[Problems to solve]:
1: According to the blog post, why was Charles Byrne called "The Irish Giant"? Answer in one to three sentences.
2: From the blog post, reproduce the text between "Read This →" and "and lucrative business.", inclusive.
3: Translate this sentence from the blog post into Spanish: "He took advantage of his height, travelling around Britain and displaying himself at fairs for money."
(Beginning of Excerpted passage)
This post is inspired by the ‘Read This, Watch That’ posts on River City Reading (a great blog that you should check out if you haven’t already). In this post I’m going to give you a quick rundown on a great book I read a while ago and then tell you all about a completely obscure museum I visited while in London that turned out to be a surprise literary point of interest for me.
Read This → The Giant, O’Brien by Hilary Mantel
Published in 1998, The Giant, O’Brien by Hilary Mantel, is a fictionalised account of the life of Charles Byrne (O’Brien in the novel), largely focusing on his time spent in London. Standing at 7ft 7″, Byrne towered above the average man at that time (5ft 7″ on average), hence his nickname, ‘The Irish Giant’. He took advantage of his height, travelling around Britain and displaying himself at fairs for money. He arrived in London in 1782, where curiosities and novelties such as himself were a well received and lucrative business.
(End of Excerpted passage)
(Beginning of Information supplied)
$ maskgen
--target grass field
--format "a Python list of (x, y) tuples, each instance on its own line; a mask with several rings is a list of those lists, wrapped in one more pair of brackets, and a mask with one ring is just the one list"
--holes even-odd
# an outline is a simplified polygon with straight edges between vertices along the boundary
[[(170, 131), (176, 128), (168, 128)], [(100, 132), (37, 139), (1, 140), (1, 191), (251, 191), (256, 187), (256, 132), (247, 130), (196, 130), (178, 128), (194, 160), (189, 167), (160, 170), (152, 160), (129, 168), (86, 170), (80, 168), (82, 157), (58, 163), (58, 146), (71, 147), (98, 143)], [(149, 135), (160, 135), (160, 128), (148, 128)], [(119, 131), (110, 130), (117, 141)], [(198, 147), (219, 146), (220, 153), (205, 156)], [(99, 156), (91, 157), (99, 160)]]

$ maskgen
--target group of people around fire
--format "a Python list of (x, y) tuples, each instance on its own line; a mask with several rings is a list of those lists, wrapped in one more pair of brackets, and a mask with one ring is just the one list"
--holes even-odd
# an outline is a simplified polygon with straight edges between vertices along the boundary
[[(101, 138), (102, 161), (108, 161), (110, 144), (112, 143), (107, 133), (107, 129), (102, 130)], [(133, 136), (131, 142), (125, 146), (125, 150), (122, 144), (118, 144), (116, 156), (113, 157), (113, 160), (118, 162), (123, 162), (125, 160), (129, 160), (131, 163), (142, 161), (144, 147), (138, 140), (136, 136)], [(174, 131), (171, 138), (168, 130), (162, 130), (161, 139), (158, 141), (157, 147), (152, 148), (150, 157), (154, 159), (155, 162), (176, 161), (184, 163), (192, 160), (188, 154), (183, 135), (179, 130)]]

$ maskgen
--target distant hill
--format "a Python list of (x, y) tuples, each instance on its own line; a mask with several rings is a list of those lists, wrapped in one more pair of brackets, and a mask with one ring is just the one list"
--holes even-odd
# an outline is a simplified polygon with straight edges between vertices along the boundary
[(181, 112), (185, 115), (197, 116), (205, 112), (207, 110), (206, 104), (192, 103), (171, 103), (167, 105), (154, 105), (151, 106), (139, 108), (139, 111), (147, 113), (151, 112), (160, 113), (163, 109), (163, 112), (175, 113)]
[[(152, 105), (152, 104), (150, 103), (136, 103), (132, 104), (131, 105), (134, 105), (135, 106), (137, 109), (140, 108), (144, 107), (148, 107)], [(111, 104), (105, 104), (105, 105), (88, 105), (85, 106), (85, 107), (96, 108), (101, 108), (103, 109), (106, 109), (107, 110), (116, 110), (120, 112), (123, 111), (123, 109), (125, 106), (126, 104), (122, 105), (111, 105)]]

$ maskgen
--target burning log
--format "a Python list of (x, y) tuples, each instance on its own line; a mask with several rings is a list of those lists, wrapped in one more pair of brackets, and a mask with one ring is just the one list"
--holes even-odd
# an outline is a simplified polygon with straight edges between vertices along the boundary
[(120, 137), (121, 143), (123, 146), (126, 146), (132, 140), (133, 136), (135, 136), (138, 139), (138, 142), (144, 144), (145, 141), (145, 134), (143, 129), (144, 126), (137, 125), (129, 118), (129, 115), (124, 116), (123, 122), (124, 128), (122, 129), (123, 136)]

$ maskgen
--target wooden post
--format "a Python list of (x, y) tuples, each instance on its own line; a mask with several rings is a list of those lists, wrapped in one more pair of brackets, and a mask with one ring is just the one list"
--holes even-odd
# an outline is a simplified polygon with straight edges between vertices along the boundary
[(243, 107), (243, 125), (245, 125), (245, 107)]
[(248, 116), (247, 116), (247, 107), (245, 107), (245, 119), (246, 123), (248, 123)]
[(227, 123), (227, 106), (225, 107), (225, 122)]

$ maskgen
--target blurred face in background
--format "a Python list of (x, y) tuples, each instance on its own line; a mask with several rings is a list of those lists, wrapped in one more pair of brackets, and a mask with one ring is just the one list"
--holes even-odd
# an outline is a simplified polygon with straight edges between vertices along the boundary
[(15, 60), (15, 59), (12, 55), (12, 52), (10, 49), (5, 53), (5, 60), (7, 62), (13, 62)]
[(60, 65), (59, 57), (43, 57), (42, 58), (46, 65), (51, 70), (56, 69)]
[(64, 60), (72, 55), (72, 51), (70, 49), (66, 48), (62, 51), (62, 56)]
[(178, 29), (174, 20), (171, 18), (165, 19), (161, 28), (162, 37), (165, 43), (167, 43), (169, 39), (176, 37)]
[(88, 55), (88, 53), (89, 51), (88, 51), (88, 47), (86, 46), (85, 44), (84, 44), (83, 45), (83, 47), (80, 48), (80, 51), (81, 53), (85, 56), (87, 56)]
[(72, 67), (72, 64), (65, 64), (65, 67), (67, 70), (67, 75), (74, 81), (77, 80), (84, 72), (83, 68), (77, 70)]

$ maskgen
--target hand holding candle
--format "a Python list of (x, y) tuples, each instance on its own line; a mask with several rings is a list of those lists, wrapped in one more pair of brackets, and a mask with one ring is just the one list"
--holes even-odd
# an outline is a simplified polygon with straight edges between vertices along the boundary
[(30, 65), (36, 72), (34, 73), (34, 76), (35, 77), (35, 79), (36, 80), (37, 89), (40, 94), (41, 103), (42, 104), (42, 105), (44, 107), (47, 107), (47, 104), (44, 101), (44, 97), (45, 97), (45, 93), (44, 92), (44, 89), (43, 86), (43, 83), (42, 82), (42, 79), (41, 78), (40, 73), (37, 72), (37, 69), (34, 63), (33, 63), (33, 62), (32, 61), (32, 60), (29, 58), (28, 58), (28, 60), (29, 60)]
(End of Information supplied)
(Beginning of Information supplied)
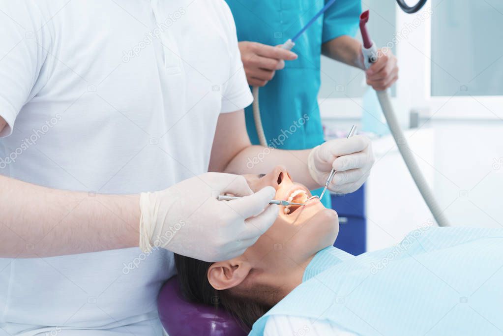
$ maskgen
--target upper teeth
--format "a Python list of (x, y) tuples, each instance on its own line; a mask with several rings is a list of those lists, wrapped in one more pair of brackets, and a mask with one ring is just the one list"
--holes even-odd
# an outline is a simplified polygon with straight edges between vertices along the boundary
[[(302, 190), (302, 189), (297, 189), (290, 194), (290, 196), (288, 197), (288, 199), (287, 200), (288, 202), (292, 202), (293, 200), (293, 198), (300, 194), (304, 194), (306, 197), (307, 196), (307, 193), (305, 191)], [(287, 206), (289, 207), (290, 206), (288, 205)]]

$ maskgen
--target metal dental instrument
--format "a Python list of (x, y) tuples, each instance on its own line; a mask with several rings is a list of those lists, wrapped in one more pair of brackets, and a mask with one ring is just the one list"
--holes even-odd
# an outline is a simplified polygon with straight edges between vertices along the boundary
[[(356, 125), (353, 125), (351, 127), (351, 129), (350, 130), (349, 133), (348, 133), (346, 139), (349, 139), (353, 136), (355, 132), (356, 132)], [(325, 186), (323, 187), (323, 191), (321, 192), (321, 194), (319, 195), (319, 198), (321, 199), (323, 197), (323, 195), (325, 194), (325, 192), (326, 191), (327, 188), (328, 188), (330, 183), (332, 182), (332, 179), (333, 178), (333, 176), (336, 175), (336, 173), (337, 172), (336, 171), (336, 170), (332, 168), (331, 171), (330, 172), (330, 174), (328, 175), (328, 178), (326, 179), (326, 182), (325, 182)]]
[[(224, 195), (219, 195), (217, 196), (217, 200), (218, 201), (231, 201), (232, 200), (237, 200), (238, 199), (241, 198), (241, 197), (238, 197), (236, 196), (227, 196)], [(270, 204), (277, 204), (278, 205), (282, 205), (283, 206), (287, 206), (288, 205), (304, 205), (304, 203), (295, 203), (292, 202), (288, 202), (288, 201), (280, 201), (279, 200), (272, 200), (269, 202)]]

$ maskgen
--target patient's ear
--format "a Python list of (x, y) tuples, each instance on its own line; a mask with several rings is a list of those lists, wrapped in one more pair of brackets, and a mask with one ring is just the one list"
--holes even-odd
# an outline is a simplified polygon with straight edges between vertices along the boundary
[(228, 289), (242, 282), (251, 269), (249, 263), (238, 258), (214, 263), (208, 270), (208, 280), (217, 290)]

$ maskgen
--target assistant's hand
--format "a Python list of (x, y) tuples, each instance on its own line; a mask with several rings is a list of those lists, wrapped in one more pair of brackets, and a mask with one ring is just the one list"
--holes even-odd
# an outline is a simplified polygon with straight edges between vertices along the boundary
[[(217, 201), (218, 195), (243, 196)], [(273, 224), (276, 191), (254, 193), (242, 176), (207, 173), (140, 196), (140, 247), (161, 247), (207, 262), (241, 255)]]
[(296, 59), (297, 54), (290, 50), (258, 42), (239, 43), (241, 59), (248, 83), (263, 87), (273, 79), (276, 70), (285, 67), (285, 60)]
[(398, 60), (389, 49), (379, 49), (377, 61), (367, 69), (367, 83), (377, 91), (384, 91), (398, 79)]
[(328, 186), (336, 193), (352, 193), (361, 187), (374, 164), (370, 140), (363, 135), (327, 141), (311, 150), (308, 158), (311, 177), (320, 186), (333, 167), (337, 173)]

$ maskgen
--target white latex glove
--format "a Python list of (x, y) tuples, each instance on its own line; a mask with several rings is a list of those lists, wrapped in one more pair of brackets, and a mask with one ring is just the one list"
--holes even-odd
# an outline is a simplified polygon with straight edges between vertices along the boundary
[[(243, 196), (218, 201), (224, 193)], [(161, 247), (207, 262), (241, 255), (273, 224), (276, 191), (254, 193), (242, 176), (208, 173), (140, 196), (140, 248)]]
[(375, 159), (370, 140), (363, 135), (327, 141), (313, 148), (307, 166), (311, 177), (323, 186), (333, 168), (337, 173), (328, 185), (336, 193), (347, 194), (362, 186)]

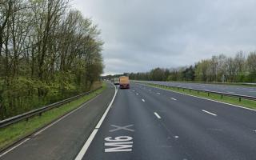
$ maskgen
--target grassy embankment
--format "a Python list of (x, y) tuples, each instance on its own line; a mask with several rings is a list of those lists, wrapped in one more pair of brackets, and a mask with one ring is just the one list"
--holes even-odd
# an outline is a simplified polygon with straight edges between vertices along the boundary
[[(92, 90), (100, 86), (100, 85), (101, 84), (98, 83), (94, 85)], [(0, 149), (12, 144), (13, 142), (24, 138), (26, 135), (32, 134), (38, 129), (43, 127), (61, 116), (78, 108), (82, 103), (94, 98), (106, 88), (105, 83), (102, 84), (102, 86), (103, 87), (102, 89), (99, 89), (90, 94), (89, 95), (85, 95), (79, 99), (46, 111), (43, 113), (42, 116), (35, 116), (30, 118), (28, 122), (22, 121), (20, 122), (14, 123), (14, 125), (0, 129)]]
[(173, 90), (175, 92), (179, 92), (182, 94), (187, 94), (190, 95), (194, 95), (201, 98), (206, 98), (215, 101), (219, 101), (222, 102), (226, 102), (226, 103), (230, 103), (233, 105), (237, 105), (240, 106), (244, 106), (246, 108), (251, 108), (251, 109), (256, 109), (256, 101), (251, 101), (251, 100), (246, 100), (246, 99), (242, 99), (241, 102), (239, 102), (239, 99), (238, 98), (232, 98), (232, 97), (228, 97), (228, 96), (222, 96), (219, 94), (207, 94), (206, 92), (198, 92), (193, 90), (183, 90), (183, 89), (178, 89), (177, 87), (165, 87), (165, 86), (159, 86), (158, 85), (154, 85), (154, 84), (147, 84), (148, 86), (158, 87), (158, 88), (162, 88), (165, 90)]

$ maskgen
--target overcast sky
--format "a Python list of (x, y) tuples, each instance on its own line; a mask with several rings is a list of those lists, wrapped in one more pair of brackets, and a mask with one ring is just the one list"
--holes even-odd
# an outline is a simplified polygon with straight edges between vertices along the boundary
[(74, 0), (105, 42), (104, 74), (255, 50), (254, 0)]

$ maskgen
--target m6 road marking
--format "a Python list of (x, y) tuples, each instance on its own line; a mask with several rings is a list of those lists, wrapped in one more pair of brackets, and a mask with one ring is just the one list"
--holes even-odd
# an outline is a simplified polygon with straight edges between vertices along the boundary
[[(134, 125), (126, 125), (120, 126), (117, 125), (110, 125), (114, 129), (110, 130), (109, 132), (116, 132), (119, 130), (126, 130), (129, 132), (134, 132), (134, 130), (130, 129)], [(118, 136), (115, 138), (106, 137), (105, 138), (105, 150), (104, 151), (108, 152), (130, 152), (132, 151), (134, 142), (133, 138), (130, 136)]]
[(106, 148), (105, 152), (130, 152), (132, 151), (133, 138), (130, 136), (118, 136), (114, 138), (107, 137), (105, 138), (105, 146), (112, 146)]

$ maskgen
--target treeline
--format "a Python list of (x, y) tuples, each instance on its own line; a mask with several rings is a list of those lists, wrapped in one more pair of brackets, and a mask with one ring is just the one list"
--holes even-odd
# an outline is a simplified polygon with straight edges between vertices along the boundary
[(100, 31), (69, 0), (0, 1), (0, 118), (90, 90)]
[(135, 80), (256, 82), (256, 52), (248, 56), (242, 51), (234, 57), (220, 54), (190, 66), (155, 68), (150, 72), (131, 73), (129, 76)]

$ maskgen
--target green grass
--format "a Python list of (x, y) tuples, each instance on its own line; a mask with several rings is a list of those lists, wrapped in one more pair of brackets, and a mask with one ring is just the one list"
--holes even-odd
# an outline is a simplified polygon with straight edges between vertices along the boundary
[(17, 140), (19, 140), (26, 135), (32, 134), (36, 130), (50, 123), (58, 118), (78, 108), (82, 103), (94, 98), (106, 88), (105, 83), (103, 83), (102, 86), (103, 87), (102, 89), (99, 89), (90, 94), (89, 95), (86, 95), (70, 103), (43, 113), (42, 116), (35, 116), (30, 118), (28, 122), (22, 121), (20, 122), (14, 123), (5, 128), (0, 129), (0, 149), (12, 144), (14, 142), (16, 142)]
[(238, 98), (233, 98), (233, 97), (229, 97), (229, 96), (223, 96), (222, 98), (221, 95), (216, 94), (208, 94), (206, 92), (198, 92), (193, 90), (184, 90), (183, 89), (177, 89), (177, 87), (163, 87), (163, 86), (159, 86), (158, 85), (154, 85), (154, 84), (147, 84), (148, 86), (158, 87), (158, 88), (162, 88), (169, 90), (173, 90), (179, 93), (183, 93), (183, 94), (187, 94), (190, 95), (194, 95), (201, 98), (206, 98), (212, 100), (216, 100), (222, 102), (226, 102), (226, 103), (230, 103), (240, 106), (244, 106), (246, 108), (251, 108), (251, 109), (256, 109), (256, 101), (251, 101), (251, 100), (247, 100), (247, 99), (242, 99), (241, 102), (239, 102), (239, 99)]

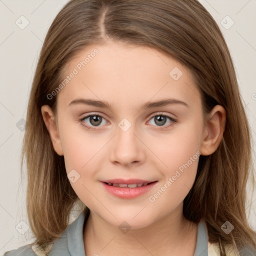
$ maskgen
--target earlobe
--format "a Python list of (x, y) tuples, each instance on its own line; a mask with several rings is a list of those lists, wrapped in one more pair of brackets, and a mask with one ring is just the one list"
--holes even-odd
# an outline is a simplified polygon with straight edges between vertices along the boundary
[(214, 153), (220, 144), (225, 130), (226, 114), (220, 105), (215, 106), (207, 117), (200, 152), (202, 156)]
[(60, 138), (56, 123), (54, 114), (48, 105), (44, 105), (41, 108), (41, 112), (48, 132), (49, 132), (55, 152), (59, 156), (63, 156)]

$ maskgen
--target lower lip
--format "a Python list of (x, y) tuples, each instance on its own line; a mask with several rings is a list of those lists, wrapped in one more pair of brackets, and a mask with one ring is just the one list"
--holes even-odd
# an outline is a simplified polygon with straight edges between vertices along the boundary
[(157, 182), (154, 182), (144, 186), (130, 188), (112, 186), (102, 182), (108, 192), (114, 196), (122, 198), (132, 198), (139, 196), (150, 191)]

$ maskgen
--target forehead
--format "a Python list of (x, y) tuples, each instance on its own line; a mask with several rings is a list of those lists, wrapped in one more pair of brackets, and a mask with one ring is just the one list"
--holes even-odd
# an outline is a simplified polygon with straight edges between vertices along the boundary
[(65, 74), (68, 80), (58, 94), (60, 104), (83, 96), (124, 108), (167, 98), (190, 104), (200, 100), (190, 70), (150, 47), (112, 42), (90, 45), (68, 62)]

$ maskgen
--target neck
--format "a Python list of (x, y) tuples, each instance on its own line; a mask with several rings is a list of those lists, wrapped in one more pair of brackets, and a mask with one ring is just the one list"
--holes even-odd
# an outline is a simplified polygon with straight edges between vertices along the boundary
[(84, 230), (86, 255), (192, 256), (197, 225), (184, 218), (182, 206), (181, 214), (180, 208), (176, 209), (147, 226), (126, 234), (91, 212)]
(End of Information supplied)
[Task-by-task answers]:
1: Byrne stood 7ft 7″, far taller than the average man of his time, who was about 5ft 7″. His height earned him the nickname "The Irish Giant."

2:
Read This → The Giant, O’Brien by Hilary Mantel
Published in 1998, The Giant, O’Brien by Hilary Mantel, is a fictionalised account of the life of Charles Byrne (O’Brien in the novel), largely focusing on his time spent in London. Standing at 7ft 7″, Byrne towered above the average man at that time (5ft 7″ on average), hence his nickname, ‘The Irish Giant’. He took advantage of his height, travelling around Britain and displaying himself at fairs for money. He arrived in London in 1782, where curiosities and novelties such as himself were a well received and lucrative business.

3: Aprovechó su estatura, viajando por Gran Bretaña y exhibiéndose en ferias a cambio de dinero.